== Text shown ==

This framing, analogous to Bryant’s claim in the ’70s that those dastardly gays were “trying to recruit our children into homosexuality,” paved a path for an onslaught of op-eds. Media analyst Julie Hollar provides Heightened Scrutiny with research showing that, over the course of a calendar year, the New York Times was far more likely to run stories portraying the trans rights movement as a threat than to cover any threat against trans people. In the kind of journalistic “if it bleeds, it leads” strategizing that had Nightcrawler‘s star orchestrating his own crime footage, the click-inducing backlash to and credulous consumption of transphobic rhetoric only encouraged editors to greenlight more of it. The floodgates were opened. Hate-reading developed into actual hate. It became such a transparent trend that it led to one of the best Onion headlines in years: “It Is Journalism’s Sacred Duty To Endanger The Lives Of As Many Trans People As Possible.”
But that’s not all it led to. In the most shocking scene of Heightened Scrutiny, Feder constructs a montage explaining how, in Strangio’s words, “the coverage of trans people by the center-left morphs into far-right policy in a matter of a few years.” The scare tactics of writers like Singal and Pamela Paul are directly and immediately echoed by lawyers, judges, and “experts” brought into courts around the nation.

===
== Given records ==

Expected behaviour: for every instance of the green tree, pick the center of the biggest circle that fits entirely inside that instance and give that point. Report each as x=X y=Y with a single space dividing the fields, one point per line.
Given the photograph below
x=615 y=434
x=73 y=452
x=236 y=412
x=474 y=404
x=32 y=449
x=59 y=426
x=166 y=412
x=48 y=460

===

## Task prompt:
Continue the text about news coverage of trans people from the point where it stops. None of this data matters for what comes next.

## Reply to the exercise:
Paul’s NYT column titled “As Kids, They Thought They Were Trans. They No Longer Do.” ran on February 2, 2024. On February 6, it was cited by the state of Idaho in Poe v. Labrador as evidence that gender-affirming medical care for transgender youth should continue to be criminalized. On June 15, 2022, the Times published the widely condemned piece “The Battle Over Gender Therapy” by Emily Bazelon. That July, a Texas court was trotting it out in order to redefine gender-affirming healthcare as “child abuse.” If it was good enough for the New York Times, these courts reasoned, it should be good enough for the people of America. This means lawyers like Strangio aren’t just arguing against the law, but arguing against rhetoric that judges are consuming in their free time—rhetoric seen as mainstream enough to make it into the paper of record.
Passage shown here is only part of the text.